> INSTRUCTIONS FOR THE TASK
Provide the entries once more, identical in every word.

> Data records
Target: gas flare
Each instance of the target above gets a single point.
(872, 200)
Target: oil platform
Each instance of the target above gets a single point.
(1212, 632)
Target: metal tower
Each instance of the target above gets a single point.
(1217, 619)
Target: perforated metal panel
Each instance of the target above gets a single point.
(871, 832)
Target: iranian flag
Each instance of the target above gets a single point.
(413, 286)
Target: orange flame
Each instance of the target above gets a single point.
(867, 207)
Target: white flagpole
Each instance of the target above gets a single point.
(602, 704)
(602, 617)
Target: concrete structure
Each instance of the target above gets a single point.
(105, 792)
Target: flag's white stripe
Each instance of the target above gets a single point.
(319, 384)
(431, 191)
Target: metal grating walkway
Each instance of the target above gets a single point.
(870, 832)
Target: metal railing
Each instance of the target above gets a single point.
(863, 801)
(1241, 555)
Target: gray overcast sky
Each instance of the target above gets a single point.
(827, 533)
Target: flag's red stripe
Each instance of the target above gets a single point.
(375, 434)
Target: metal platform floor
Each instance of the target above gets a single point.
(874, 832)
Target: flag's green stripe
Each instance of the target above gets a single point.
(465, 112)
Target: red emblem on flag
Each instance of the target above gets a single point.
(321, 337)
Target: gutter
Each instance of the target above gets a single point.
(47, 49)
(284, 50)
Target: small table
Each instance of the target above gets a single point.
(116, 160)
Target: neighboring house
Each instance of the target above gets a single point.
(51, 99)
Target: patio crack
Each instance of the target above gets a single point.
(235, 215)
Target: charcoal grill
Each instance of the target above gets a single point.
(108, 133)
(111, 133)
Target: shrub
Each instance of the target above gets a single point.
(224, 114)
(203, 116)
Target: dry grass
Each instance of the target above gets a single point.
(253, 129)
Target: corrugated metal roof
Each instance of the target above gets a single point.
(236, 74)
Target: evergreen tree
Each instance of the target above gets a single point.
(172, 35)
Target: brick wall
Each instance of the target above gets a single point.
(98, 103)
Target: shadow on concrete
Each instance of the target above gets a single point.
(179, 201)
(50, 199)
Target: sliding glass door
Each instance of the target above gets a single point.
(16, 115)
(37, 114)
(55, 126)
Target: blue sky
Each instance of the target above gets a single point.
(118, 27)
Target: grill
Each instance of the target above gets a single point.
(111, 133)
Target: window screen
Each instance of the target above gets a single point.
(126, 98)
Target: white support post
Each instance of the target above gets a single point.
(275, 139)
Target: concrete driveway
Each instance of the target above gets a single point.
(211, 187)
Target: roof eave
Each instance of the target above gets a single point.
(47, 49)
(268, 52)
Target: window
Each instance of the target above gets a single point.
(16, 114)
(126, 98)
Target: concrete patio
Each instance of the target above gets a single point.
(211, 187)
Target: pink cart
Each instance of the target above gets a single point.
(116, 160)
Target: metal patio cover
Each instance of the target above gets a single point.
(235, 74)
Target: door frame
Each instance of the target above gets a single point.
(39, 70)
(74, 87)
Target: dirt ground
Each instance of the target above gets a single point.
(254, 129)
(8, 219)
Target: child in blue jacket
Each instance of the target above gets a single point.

> RESULT OF THE EXERCISE
Target: gas flare
Each instance of the target above gets a single point.
(872, 200)
Target: oil platform
Each instance of the target above gets a single point.
(1212, 632)
Target: metal tower
Each instance of the target above gets a single point.
(1217, 619)
Target: perforated metal panel
Each instance of the target above gets a single point.
(871, 832)
Target: iranian flag
Each instance of the target above gets a single point.
(413, 286)
Target: orange flame
Each instance of the target above gets a single point.
(867, 207)
Target: white flagpole
Each instance of the target above gets a single point.
(602, 704)
(602, 617)
Target: concrete structure
Each instance of the target above gets a single point.
(105, 792)
Target: flag's white stripe
Each instance of the target above gets a single point.
(319, 384)
(431, 191)
Target: metal grating walkway
Each instance of the target above gets a single point.
(870, 832)
Target: metal railing
Each instance of the target above gets a single point.
(863, 801)
(1241, 555)
Target: gray overcast sky
Each instance of the target above gets a single point.
(827, 533)
Target: flag's red stripe
Each instance of the target above gets a single point.
(375, 434)
Target: metal platform floor
Each instance of the target above gets a single point.
(874, 832)
Target: flag's green stripe
Each instance of the target above gets a single point.
(465, 112)
Target: red emblem on flag
Each instance of the target above gets a single point.
(321, 337)
Target: gutter
Each instance of the target above gets a single point.
(47, 49)
(284, 50)
Target: small table
Each instance of the target above gets a single point.
(116, 160)
Target: neighboring house
Each instance of the target above gets a single point.
(51, 99)
Target: patio crack
Each instance of the target above gets a single point.
(235, 215)
Target: charcoal grill
Each instance of the target above gets a single point.
(108, 133)
(111, 133)
Target: shrub
Each instance of the target above gets a single point.
(224, 114)
(203, 116)
Target: dry grass
Each instance of the target above gets a single point.
(253, 129)
Target: corrugated metal roof
Each instance of the target above gets a single point.
(236, 74)
Target: evergreen tree
Each instance of the target above gets a single point.
(172, 35)
Target: brick wall
Each instance of the target above gets a single point.
(98, 103)
Target: shadow on concrete
Each instance of the target above gets a single point.
(179, 201)
(50, 199)
Target: sliding glass door
Each instance of the target above gets a single point.
(16, 115)
(37, 114)
(55, 126)
Target: blue sky
Each instance of the target above gets a single point.
(118, 27)
Target: grill
Each instance of the target above gets a single point.
(111, 133)
Target: window screen
Each instance of the target above gets a single point.
(126, 98)
Target: white support post
Each instance of the target above gets a single point.
(275, 139)
Target: concrete driveway
Each instance of the target above gets a single point.
(211, 187)
Target: roof eave
Each instance of the target above gets a single point.
(47, 49)
(268, 52)
Target: window
Each instance of the target above gets a single point.
(16, 114)
(126, 98)
Target: concrete patio
Each instance of the target above gets a single point.
(211, 187)
Target: pink cart
Each instance of the target above gets a single point.
(116, 160)
Target: metal patio cover
Each instance of the target above gets a single point.
(235, 74)
Target: door frame
Each instance of the target above gets a single point.
(39, 70)
(74, 87)
Target: dirt ground
Each instance of the target above gets a single point.
(254, 129)
(8, 219)
Target: child in blue jacket
Each instance of the target above gets a single point.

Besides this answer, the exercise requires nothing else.